▶ Assignment:
Among the records that follow, find the line with "the form [10,122]." and the line with "the form [33,141].". Set down those lines and all lines between them exactly, without adding anything.

▶ Information provided:
- - -

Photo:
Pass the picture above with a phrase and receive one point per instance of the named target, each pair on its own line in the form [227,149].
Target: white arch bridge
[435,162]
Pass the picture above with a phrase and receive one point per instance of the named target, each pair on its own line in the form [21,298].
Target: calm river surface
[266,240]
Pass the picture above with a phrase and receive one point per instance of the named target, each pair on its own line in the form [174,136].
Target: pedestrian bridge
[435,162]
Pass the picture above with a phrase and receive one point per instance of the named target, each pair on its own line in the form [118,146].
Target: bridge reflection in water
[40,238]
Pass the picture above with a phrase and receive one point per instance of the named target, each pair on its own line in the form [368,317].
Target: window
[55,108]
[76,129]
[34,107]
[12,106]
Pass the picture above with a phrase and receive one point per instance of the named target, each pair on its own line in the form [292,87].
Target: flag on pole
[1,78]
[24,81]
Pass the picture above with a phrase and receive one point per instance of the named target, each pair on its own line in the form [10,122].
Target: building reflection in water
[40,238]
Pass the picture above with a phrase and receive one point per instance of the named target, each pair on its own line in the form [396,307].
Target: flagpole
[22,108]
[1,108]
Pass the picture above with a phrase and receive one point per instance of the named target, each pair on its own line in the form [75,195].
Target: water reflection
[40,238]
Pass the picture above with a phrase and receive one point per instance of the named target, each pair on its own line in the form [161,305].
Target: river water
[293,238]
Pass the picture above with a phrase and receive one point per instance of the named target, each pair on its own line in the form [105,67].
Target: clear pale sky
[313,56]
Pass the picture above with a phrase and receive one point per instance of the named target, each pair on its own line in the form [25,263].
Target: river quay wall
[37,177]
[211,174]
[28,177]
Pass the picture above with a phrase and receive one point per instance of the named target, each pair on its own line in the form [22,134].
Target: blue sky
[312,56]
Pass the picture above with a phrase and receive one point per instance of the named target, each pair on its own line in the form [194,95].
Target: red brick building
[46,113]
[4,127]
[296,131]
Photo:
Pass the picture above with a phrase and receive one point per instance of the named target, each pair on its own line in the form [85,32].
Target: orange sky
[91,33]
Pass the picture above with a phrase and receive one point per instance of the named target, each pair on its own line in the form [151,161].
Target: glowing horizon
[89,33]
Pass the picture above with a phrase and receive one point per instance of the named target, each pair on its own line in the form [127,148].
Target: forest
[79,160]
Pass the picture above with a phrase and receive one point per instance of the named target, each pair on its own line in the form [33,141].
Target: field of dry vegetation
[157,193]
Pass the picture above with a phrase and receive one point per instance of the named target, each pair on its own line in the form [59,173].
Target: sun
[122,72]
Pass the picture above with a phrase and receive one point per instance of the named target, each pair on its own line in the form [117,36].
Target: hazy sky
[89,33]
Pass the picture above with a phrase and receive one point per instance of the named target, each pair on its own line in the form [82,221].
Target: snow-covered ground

- - -

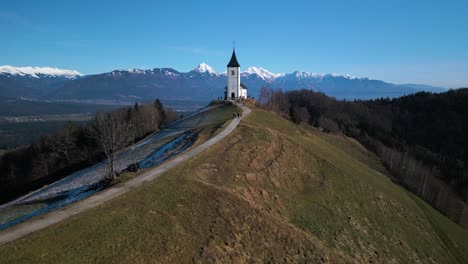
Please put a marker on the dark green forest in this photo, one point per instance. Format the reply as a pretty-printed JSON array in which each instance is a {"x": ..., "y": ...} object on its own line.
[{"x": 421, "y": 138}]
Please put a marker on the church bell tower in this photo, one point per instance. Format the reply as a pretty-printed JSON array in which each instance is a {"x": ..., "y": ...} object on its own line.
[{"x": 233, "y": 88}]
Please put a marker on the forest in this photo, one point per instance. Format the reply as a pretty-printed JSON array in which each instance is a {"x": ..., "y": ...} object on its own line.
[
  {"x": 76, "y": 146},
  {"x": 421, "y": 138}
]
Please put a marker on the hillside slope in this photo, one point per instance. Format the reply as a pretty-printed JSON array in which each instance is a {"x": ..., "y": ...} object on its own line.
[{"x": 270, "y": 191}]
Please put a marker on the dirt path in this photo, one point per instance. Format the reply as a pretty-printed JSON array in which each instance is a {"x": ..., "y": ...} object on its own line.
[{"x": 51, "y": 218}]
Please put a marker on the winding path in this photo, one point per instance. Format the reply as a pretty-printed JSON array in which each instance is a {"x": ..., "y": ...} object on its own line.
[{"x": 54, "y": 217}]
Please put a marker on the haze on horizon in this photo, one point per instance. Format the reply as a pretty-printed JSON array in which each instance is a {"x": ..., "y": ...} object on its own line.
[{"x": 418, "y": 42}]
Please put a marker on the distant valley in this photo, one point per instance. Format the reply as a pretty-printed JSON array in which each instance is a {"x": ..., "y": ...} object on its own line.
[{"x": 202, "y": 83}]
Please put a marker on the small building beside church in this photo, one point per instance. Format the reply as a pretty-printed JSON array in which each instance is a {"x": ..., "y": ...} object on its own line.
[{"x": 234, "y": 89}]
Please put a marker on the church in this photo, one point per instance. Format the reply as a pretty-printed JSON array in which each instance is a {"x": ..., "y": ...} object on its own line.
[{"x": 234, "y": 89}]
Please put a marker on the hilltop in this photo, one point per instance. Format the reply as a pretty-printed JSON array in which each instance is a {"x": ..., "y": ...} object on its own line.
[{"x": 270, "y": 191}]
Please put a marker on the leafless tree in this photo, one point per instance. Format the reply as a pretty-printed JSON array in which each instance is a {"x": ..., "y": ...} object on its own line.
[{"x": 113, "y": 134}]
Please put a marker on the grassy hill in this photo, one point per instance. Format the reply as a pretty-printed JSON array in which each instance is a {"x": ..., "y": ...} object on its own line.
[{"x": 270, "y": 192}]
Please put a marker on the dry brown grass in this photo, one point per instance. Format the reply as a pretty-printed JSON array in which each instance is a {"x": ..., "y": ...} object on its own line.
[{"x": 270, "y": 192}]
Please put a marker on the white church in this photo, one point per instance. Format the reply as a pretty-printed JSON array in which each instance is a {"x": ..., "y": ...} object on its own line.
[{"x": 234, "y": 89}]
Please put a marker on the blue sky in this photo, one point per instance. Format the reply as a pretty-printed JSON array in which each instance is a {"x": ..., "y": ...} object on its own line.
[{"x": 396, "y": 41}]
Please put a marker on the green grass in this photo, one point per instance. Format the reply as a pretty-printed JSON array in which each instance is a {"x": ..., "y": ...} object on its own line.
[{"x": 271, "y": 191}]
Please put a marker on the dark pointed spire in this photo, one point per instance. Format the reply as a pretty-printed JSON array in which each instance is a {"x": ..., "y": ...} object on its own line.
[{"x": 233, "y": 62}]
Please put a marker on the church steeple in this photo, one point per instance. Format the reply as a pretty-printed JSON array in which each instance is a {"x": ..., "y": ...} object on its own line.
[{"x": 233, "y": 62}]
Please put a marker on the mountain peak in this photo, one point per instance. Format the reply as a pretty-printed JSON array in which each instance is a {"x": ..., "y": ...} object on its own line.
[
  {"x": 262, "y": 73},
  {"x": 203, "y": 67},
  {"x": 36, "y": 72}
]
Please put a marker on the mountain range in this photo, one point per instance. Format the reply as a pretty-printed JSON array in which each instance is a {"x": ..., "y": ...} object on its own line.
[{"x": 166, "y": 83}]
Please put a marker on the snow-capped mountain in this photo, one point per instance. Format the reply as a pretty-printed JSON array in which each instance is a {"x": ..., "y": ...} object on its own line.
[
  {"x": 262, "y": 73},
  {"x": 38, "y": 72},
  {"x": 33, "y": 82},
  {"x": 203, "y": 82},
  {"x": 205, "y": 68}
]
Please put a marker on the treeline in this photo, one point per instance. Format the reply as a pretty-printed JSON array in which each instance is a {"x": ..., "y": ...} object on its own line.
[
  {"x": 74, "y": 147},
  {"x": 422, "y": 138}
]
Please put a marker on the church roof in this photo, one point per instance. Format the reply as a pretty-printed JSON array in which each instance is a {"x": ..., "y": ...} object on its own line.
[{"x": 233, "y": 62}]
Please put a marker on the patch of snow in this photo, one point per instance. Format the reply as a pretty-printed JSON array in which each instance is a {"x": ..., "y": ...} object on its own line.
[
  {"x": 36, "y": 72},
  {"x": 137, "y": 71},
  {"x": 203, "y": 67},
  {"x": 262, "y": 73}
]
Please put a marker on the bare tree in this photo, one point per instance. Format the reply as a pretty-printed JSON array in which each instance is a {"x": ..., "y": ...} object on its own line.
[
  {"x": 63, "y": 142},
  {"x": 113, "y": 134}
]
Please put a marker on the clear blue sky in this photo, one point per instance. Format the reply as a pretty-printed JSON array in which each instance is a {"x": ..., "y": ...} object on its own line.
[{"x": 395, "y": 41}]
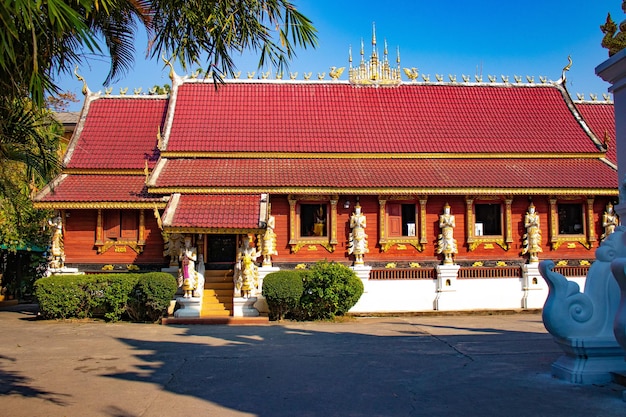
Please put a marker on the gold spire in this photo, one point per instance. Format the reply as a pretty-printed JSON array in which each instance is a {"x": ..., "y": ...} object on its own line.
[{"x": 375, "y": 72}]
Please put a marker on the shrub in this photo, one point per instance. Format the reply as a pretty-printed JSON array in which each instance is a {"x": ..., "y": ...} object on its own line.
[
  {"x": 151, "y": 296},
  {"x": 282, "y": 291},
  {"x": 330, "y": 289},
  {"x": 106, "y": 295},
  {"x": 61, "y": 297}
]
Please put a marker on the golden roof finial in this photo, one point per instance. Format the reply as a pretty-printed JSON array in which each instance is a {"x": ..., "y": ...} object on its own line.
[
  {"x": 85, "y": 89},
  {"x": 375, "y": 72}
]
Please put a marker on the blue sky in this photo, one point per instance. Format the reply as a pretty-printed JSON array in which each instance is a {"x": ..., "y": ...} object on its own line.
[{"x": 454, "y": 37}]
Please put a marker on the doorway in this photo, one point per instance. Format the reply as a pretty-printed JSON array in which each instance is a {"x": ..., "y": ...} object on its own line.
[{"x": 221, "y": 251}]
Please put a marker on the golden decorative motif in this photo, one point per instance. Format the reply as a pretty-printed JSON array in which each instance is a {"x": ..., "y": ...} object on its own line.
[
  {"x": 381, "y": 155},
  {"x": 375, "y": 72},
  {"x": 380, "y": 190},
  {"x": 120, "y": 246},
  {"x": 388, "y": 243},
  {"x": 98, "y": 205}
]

- - -

▶ Task solution:
Pass the picture above with a phrase and receive one point per instance of the named target, each pair on its own line in the form [10,122].
Target: building reflection in water
[40,238]
Pass the picture above with a phrase and receive one point per instance of the named target, each pair on its own line in the form [396,307].
Target: flagpole
[22,108]
[1,108]
Pass the picture above with a phrase and receive one point per instance of the named target, each pair on its own line in the form [75,195].
Target: water reflection
[40,238]
Pass the picture above with a phrase and receive one point per instance of the named target, each pair on its own line in the form [161,305].
Target: river water
[293,238]
Pass the picture above with a phrase and receive one point per instance of the named target, each pair on its own line in the form [105,67].
Target: clear pale sky
[313,56]
Pass the picture above with a phrase and receive one point per instance of the named target, each pair on its own line in the form [25,263].
Target: river quay wall
[37,177]
[211,174]
[28,177]
Pass the picture above with a phrase and receive one point per instance of the named target, each pair on its own line in the form [22,134].
Target: blue sky
[312,56]
Pass the picture above with a phrase and receive one point per instance of the named target, each pair on its own line in the form [194,95].
Target: red brick building
[46,113]
[4,127]
[296,131]
Photo:
Pass the picture above with a phrase and receive one point per instance of the named target, each pair on its own line in the form [85,32].
Target: orange sky
[91,33]
Pass the picture above with a phrase and receive one point per instance of the named target, each pair on its own line in the form [151,161].
Target: glowing horizon
[89,33]
Pass the picture above with a phrase and receive one point per instance of the named target, each pair on its own line in the form [127,148].
Target: forest
[79,160]
Pass the picture above with a phrase and receive one point per instance of the named target, each pair on its own line in the form [33,141].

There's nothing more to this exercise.